● **Task requirements**
Recast each of the rows below as a numbered list, omitting any blank lines.

────────────────────────────────────────

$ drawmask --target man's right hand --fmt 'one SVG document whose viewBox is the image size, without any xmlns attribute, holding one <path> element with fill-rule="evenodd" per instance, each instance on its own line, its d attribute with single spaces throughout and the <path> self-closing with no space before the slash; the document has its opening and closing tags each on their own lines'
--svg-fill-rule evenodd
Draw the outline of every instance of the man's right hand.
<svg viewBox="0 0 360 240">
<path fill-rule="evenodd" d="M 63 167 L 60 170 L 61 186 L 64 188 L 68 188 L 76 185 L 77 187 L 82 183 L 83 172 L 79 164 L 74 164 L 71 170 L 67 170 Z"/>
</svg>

────────────────────────────────────────

● **Task response**
1. $ drawmask --target man's right hand --fmt 'one SVG document whose viewBox is the image size, without any xmlns attribute, holding one <path> element with fill-rule="evenodd" per instance, each instance on its own line, its d attribute with single spaces throughout and the <path> self-closing with no space before the slash; the document has its opening and closing tags each on their own lines'
2. --svg-fill-rule evenodd
3. Draw the outline of every instance of the man's right hand.
4. <svg viewBox="0 0 360 240">
5. <path fill-rule="evenodd" d="M 63 167 L 60 170 L 61 186 L 64 188 L 68 188 L 76 185 L 77 187 L 82 183 L 83 172 L 79 164 L 74 164 L 71 170 L 67 170 Z"/>
6. </svg>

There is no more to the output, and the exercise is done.